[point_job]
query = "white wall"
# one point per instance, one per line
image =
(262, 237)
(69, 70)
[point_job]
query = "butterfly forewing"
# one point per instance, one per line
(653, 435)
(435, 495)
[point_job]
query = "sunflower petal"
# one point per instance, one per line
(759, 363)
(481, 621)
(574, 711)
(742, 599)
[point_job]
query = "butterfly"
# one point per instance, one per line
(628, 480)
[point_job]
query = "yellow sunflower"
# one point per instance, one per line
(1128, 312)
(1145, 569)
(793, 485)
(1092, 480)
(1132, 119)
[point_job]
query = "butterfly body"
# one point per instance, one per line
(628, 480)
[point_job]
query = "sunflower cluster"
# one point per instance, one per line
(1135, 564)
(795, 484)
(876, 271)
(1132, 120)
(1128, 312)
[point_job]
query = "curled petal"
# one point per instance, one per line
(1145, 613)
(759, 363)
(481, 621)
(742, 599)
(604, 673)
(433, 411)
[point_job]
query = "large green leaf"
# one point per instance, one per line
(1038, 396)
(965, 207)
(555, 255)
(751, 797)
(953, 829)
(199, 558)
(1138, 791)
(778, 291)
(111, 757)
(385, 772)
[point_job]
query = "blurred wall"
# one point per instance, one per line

------------------------------------------------------------

- **TASK PROMPT**
Please restate the whole listing word for word.

- **EXERCISE RESULT**
[point_job]
query = "white wall"
# one point per instance, one per line
image =
(262, 237)
(69, 70)
[point_job]
query = "butterfly forewing"
# one point per instance, one per line
(653, 435)
(435, 495)
[point_job]
query = "sunflower petal"
# one point per instance, one per line
(759, 363)
(481, 621)
(574, 711)
(742, 599)
[point_job]
query = "butterfly"
# one point per instance, one per line
(628, 480)
[point_job]
query = "yellow sunflower"
# one point per instance, one per line
(1128, 312)
(1145, 569)
(793, 485)
(1092, 480)
(1132, 119)
[point_job]
query = "butterfly body"
# one point per instance, one per line
(628, 480)
[point_job]
query = "sunflower cluster"
# one point per instance, one per line
(1135, 564)
(795, 484)
(876, 271)
(1132, 120)
(1128, 312)
[point_job]
query = "curled petal"
# one point per instance, one per line
(1145, 613)
(759, 363)
(481, 621)
(742, 599)
(604, 673)
(433, 411)
[point_job]
query = "large green leaf"
# one point per instance, one per line
(1038, 396)
(965, 207)
(555, 255)
(751, 797)
(953, 829)
(199, 558)
(1138, 791)
(778, 291)
(111, 757)
(385, 772)
[point_job]
query = "blurred wall"
# one point per instance, one per line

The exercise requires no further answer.